Document

We see that in Figure 6.42, that PCA put an ellipse on the data (the left panel). It finds its main axes The axis are eigenvectors! The axis of the largest spread of the ellipse is the eigenvector with the largest eigenvalue (red arrows) and the second one is the next largest. It then rotates the ellipse around the center so that the eigenvectors are aligned with standard bases $$[1,0]$$ and $$[0,1]$$. I hope that it’s giving a better intuition about what PCA does!

### 6.5.2 Choosing the number of components

I guess one key parameter to set when doing a PCA is to choose the number of components. This is sometimes an arbitrary choice. You can start with for example 2 and go to whatever number that you like. However their methods for choosing the number of components.

For example, one can compute all the components and their eigenvalues. Then we average all the eigenvalues and select those components that have larger eigenvalue than the average. For example for matrix $$A$$

$Select \ v \ \ if \ \lambda_v > \frac{\sum_{n=1}^{rank(A)}diag(v)}{rank(A)}$

There are other more iterative methods. For example, doing bootstrapping on the dataset (randomly shuffle the data) and choose the number of components at long as $$\lambda$$ in the original dataset is larger than $$\lambda$$ in the bootstrapped data.

Data section

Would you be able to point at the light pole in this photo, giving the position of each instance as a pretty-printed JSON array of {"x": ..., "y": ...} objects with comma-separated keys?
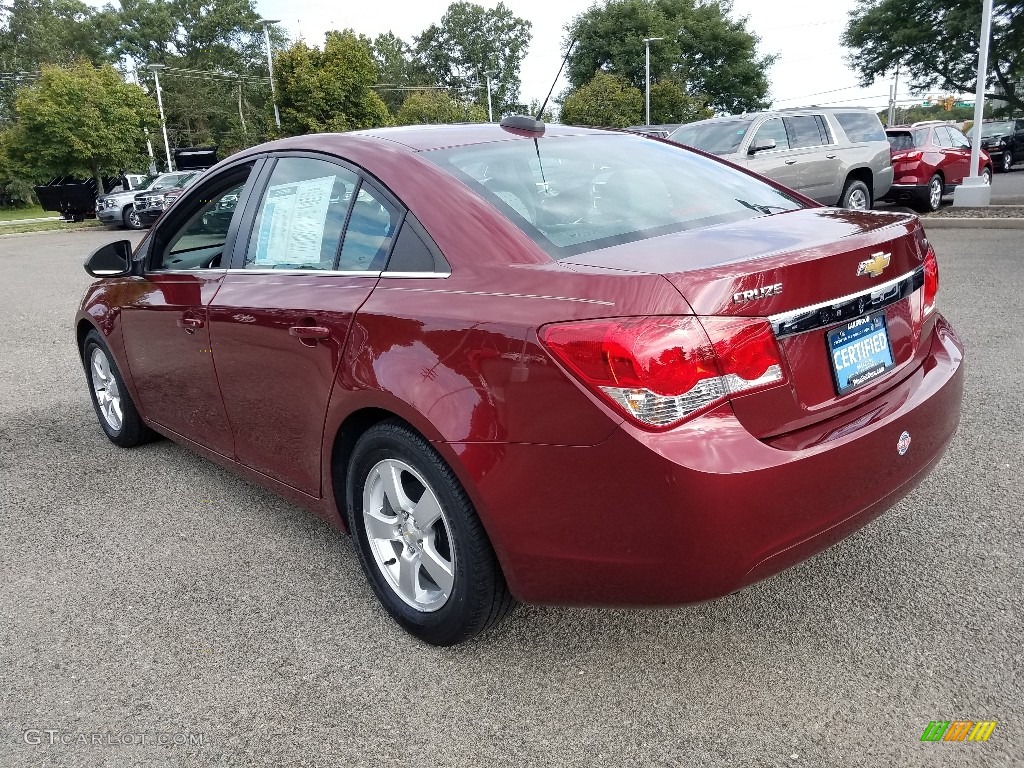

Given task 1
In the PCA text, render the sentence "Then we average all the eigenvalues and select those components that have larger eigenvalue than the average." into German.
Given task 2
Proceed with the PCA text, picking up right after its last sentence.

Exercise result 1
Dann mitteln wir alle Eigenwerte und wählen diejenigen Komponenten aus, deren Eigenwert größer als der Durchschnitt ist.

Exercise result 2
However, in practice, one might one to try a few first components. If you see a pattern of interest in the first component, there is normally little reason to go beyond $$1$$ or $$2$$ components.

### 6.5.3 Eigenvectors and regression

You might end up with some resourcing saying that the PCA eigenvectors are coefficients of linear regression. This is in fact true. The values of eigenvectors can be regarded as coefficients of a multiple linear regression which regresses $$Y$$ on $$X$$. This means if we assume that our first component is $$Y_{*,1}$$, our original data is sitting in $$X$$ (with $$n$$ variables) and our eigenvector for the first component is $$v=[v_1,v_2,v_3,...,v_n]$$, it can be shown that:

$Y_{*,1}=incetcept+ v_1 \times X_{*,1}+ v_2 \times X_{*,2}+...+v_n \times X_{*,n}+\epsilon$ So the values of eigenvectors can be thought of as the weights our coefficients of a linear model regression PCA scores on original variables.

If you remember, we said that the eigenvectors are unit scaled (divided by their magnitude) and are showing the direction of the largest variance. Wouldn’t it be nice to add a little bit more information about the variance of the direction that eigenvectors point to? We can do this by multiplying eigenvectors by the standard deviation of the components. So now they are not only showing the direction but they are also showing the magnitude of importance. If we do that we start seeing some really cool things:

If we scale and center our data so the mean of each variable is zero and its standard deviation is $$1$$. The PCA loadings will be equal to the Pearson correlation between the original data and the PC scores.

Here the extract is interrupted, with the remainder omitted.